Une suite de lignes

-----

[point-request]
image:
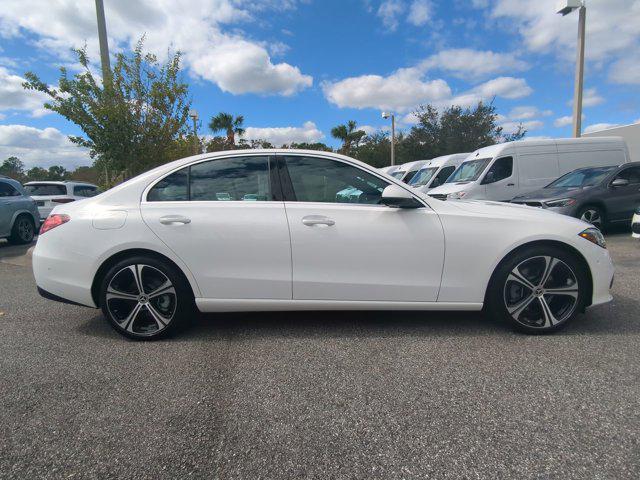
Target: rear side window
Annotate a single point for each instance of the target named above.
(231, 179)
(502, 168)
(442, 176)
(7, 190)
(330, 181)
(84, 191)
(172, 188)
(45, 189)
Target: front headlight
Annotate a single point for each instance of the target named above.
(565, 202)
(456, 195)
(594, 236)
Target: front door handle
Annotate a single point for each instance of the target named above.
(171, 219)
(311, 220)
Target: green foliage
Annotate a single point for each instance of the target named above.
(132, 121)
(348, 135)
(230, 125)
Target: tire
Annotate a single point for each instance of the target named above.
(23, 230)
(593, 215)
(519, 292)
(163, 307)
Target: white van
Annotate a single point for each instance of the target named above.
(436, 171)
(501, 172)
(406, 171)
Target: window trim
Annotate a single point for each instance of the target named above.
(287, 185)
(274, 182)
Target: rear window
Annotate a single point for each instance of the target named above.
(45, 189)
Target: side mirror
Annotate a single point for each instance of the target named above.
(398, 197)
(620, 182)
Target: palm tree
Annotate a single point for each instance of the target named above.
(348, 134)
(230, 125)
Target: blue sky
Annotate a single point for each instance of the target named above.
(295, 69)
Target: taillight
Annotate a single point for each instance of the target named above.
(54, 221)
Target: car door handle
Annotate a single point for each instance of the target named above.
(311, 220)
(171, 219)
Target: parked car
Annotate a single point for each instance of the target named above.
(504, 171)
(151, 249)
(18, 213)
(49, 194)
(598, 195)
(436, 171)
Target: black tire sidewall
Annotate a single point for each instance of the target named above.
(495, 296)
(184, 296)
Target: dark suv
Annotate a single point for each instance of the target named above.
(18, 212)
(598, 195)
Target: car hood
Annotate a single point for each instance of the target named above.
(552, 193)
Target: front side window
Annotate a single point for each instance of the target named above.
(469, 171)
(231, 179)
(7, 190)
(329, 181)
(502, 168)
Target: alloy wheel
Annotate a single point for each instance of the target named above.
(141, 299)
(592, 216)
(541, 292)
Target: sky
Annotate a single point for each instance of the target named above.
(297, 68)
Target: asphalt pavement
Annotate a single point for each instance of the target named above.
(388, 395)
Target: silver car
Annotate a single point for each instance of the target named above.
(18, 213)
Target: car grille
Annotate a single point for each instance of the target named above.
(438, 196)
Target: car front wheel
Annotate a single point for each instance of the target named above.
(539, 289)
(144, 298)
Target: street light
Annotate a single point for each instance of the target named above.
(565, 7)
(386, 115)
(194, 116)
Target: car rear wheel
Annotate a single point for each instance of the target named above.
(23, 230)
(593, 215)
(144, 298)
(538, 289)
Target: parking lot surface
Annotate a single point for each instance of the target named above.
(319, 395)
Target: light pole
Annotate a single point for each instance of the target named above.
(565, 7)
(194, 116)
(386, 115)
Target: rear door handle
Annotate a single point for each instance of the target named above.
(311, 220)
(171, 219)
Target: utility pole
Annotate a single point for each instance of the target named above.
(104, 43)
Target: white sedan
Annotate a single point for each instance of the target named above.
(266, 230)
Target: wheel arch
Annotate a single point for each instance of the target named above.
(555, 243)
(121, 255)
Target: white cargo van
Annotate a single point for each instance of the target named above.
(406, 171)
(436, 171)
(501, 172)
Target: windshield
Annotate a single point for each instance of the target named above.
(469, 171)
(423, 176)
(45, 189)
(581, 178)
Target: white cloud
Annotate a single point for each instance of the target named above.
(390, 11)
(14, 97)
(41, 147)
(596, 127)
(196, 27)
(401, 91)
(467, 62)
(284, 135)
(420, 12)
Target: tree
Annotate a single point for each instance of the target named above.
(231, 126)
(13, 167)
(348, 135)
(131, 121)
(454, 130)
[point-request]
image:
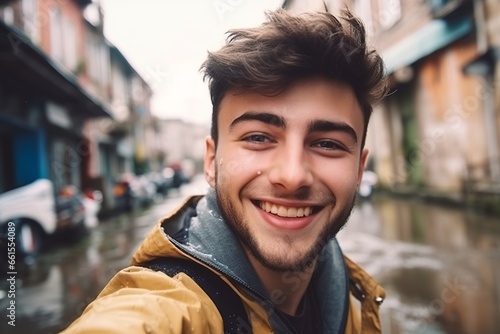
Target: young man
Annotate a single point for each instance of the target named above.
(291, 104)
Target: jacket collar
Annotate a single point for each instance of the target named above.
(213, 242)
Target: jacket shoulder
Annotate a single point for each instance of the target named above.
(135, 300)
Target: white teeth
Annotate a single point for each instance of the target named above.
(283, 211)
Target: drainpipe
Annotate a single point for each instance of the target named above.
(486, 69)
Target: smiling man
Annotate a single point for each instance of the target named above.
(291, 103)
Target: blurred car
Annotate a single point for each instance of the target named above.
(92, 201)
(163, 181)
(132, 192)
(368, 181)
(32, 213)
(179, 177)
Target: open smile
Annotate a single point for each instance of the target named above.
(287, 211)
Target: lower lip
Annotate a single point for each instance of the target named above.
(285, 223)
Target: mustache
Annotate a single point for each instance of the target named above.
(301, 194)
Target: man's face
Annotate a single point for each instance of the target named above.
(286, 169)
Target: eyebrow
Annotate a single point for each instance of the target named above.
(327, 126)
(279, 121)
(263, 117)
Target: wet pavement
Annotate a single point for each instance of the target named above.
(439, 266)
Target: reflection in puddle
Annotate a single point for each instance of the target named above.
(438, 265)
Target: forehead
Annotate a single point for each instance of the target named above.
(304, 101)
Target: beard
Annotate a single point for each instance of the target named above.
(240, 226)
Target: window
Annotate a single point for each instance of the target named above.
(31, 19)
(389, 12)
(363, 9)
(56, 47)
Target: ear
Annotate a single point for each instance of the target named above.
(209, 161)
(362, 164)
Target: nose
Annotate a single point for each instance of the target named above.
(291, 169)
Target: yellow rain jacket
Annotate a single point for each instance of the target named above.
(140, 300)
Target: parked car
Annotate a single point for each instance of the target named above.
(368, 181)
(34, 213)
(132, 192)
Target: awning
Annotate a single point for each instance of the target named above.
(24, 65)
(428, 39)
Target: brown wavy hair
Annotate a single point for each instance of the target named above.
(286, 48)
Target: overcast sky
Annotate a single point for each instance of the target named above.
(166, 42)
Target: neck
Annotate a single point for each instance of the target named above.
(285, 289)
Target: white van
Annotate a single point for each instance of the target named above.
(35, 213)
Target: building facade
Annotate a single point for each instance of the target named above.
(437, 133)
(72, 108)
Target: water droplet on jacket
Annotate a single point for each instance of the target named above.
(147, 328)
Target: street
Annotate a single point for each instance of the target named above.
(438, 265)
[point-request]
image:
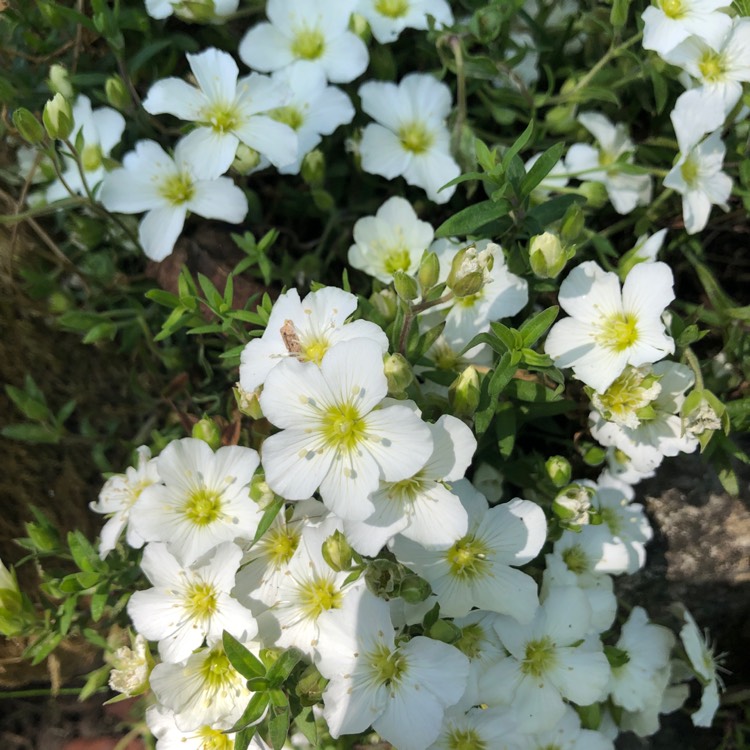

-----

## Consigne:
Reprenez l'ensemble des lignes en remplaçant « Annotate » par « Place », sans rien modifier d'autre. Omettez les images dans la réponse.

## Corrigé:
[point-request]
image:
Target: rear side window
Place a single point for each instance of the target named above.
(231, 179)
(502, 168)
(442, 176)
(7, 190)
(330, 181)
(84, 191)
(172, 188)
(45, 189)
Target: front headlight
Place a single point for each instance of the target named above.
(565, 202)
(456, 195)
(594, 236)
Target: front door handle
Place a single point for each instance of the target named above.
(171, 219)
(311, 220)
Target: green foliage
Place a single point for each instance of the target named above.
(132, 121)
(348, 135)
(230, 125)
Target: tire
Place a single point for each instance of the target named above.
(23, 230)
(593, 215)
(519, 292)
(163, 307)
Target: white van
Place a single point for each instance of the target named above.
(436, 171)
(501, 172)
(406, 171)
Target: window trim
Place a single point for each instance of the target named above.
(287, 185)
(274, 182)
Target: rear window
Place a single point for each instance of the target named above.
(45, 189)
Target: side mirror
Place a single point for each instance of the target named above.
(398, 197)
(620, 182)
Target: palm tree
Place a single point for each instance of the target named above.
(348, 134)
(230, 125)
Target: blue sky
Place a single point for each instance of the target named above.
(295, 69)
Target: taillight
Place a single point for each instance of the target named above.
(54, 221)
Target: car door handle
Place a single point for each instance of the target named above.
(311, 220)
(171, 219)
Target: parked car
Place a single point for each instance of the target named above.
(504, 171)
(151, 249)
(18, 213)
(49, 194)
(598, 195)
(436, 171)
Target: black tire sidewall
Place a single point for each instance of the target named above.
(495, 296)
(184, 296)
Target: dark suv
Place a single point for each instance of the target named above.
(18, 212)
(598, 195)
Target: car hood
Place a single point for each instance of the target named above.
(552, 193)
Target: front side window
Place a single point for each instance of the target named above.
(469, 171)
(231, 179)
(7, 190)
(329, 181)
(502, 168)
Target: alloy wheel
Place a single point for each instance of the target named above.
(141, 299)
(592, 216)
(541, 292)
Target: sky
Place a single point for each instance of the target named above.
(297, 68)
Target: asphalt pavement
Place a single point for each instance of the target named above.
(388, 395)
Target: silver car
Place a single point for each instance of the target named above.
(18, 213)
Target: car grille
Place a single point for each instance of the target named above.
(438, 196)
Target: car front wheel
Place a single point for each instance of the target named above.
(539, 289)
(144, 298)
Target: street light
Place a single point for each instance of the target named above.
(565, 7)
(386, 115)
(194, 116)
Target: car rear wheel
Place a single point for each instance of the target named above.
(23, 230)
(593, 215)
(144, 298)
(538, 289)
Target: parking lot surface
Place a single point for each instance of the target named above.
(319, 395)
Target: light pole
Place a single point for each instance of the target named above.
(565, 7)
(194, 116)
(386, 115)
Target: rear door handle
Place a single point for each instance of the target named above.
(311, 220)
(171, 219)
Target: utility pole
Place a single point for each instance of the target named above.
(104, 43)
Target: white sedan
Place a single point for each instance of the target named above.
(266, 230)
Target: wheel arch
Place a single point for each instance of the target named above.
(555, 243)
(121, 255)
Target: white cargo van
Place a single point for each instance of the target named above.
(406, 171)
(436, 171)
(501, 172)
Target: windshield
Place a single point for each instance of the target named above.
(469, 171)
(423, 176)
(45, 189)
(581, 178)
Target: white cloud
Place a single point for each instance of the target named above.
(390, 11)
(14, 97)
(41, 147)
(596, 127)
(196, 27)
(401, 91)
(467, 62)
(284, 135)
(420, 12)
Target: tree
Place a single point for each instance of the target named above.
(231, 126)
(13, 167)
(348, 135)
(131, 121)
(454, 130)
[point-request]
image:
Target: young man
Place a single point for each instance of the target named above.
(291, 104)
Target: jacket collar
Place a single point for each instance of the target named above.
(213, 242)
Target: jacket shoulder
Place a single point for each instance of the target named above.
(135, 300)
Target: white teeth
Place a single point for each instance of the target named above.
(283, 211)
Target: drainpipe
Place a single point for each instance of the target named above.
(486, 69)
Target: smiling man
Place a single point for each instance of the target named above.
(291, 103)
Target: blurred car
Place a single point for each instance of the target named above.
(92, 201)
(163, 181)
(132, 192)
(368, 181)
(32, 213)
(179, 177)
Target: open smile
Place a single point for each instance of the target named above.
(287, 211)
Target: lower lip
Place a single point for each instance of the target named above.
(285, 223)
Target: mustache
Place a single point for each instance of the target named above.
(301, 194)
Target: man's face
Place a single point for each instance of the target named above.
(286, 169)
Target: eyebrow
Place a single point for each instance of the target named above.
(327, 126)
(279, 121)
(263, 117)
Target: wet pavement
Place a single point for each instance of the target named above.
(439, 266)
Target: reflection in puddle
Place a single point for each instance of the target named above.
(438, 265)
Target: forehead
Place a single point for each instance of the target named above.
(304, 101)
Target: beard
Place a single point for each instance of the target named above.
(240, 226)
Target: window
Place a single point for each instance of the target named above.
(31, 19)
(389, 12)
(363, 9)
(56, 47)
Target: ear
Place a single point for each instance of the target named above.
(209, 161)
(362, 164)
Target: nose
Place a single point for each instance of the target named above.
(291, 169)
Target: yellow rain jacket
Place a single point for each instance of the target named above.
(140, 300)
Target: parked car
Place a single point for each instance of the target named above.
(368, 181)
(34, 213)
(132, 192)
Target: awning
Place a single point for each instance of the target named above.
(24, 65)
(428, 39)
Target: brown wavy hair
Place a single point for each instance of the target named above.
(286, 48)
Target: overcast sky
Place a single point for each instance of the target named above.
(166, 42)
Target: neck
Place a single point for each instance of the target named above.
(285, 289)
Target: white van
Place a single point for each instance of the target named above.
(35, 213)
Target: building facade
Place a single point for each instance of the target named above.
(437, 133)
(72, 108)
Target: water droplet on jacket
Place a single point for each instance of the target named above.
(147, 328)
Target: street
Place a single point for each instance of the target named above.
(438, 265)
[point-request]
image:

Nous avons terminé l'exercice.